- [REQUIRED TASKS]
A: List the design goals that the architecture text names for LibreDataHub.
B: Set down the part of the architecture text from "Jupyter is a" to "libraries and settings.", unchanged.

- [SELECTED EXTRACT]
Architecture

LibreDataHub uses Docker Compose for orchestration, providing a simple deployment model without requiring Kubernetes. The platform integrates multiple open-source tools in a unified environment with shared resources and unified database access.

The architecture is designed for:

  • Single-server efficiency: Maximum productivity from one powerful machine
  • Project-based isolation: Secure multi-tenant environment with role-based access control
  • Unified database access: Same database connections available across all tools
  • Resource sharing: Intelligent resource management across users and projects

JupyterLab

Jupyter is a web application used to program in over 40 programming languages, including Python, Julia, Ruby, R and Scala. Jupyter lets you create notebooks, i.e. programs containing both Markdown text and code in Julia, Python, R…

These code notebooks are used in data science to explore and analyze data. LibreDataHub provides multiple Python versions (3.8, 3.11, 3.13) with persistent user libraries and settings.

- [RECORDED DATA]
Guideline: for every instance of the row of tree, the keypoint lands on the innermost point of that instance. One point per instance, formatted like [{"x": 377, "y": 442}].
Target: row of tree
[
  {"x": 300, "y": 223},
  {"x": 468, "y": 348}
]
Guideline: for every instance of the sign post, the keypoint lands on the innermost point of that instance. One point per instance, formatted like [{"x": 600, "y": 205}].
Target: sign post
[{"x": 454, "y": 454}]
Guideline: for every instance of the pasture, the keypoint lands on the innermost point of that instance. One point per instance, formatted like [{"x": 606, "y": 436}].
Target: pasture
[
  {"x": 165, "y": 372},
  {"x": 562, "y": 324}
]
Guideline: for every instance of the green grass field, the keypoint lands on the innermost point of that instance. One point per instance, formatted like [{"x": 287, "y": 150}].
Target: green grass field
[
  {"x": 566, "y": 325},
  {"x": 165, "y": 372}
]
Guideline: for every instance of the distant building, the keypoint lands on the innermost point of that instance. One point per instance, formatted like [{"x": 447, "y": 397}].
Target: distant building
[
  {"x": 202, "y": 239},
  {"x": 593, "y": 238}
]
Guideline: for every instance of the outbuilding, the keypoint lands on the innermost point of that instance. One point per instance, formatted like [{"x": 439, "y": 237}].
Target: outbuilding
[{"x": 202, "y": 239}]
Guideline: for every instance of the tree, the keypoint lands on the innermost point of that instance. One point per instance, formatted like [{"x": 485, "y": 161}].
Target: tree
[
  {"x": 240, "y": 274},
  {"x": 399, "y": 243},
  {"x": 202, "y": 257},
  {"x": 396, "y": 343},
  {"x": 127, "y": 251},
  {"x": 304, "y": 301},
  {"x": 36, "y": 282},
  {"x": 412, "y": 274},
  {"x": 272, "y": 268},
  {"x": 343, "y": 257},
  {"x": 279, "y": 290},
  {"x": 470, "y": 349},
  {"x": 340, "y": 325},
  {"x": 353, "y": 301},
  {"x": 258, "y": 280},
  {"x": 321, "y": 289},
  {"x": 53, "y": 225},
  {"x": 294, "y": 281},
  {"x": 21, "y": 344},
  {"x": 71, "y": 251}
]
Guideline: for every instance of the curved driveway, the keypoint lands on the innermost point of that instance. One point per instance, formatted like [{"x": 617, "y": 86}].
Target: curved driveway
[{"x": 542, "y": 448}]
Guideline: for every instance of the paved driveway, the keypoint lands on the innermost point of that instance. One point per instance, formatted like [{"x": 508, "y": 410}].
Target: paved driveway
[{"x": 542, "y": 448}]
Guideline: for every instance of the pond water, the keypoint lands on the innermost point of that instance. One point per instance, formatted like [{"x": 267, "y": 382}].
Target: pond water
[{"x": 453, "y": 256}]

- [ANSWERS FOR THE EXERCISE]
A:
- Single-server efficiency
- Project-based isolation
- Unified database access
- Resource sharing

B:
Jupyter is a web application used to program in over 40 programming languages, including Python, Julia, Ruby, R and Scala. Jupyter lets you create notebooks, i.e. programs containing both Markdown text and code in Julia, Python, R…

These code notebooks are used in data science to explore and analyze data. LibreDataHub provides multiple Python versions (3.8, 3.11, 3.13) with persistent user libraries and settings.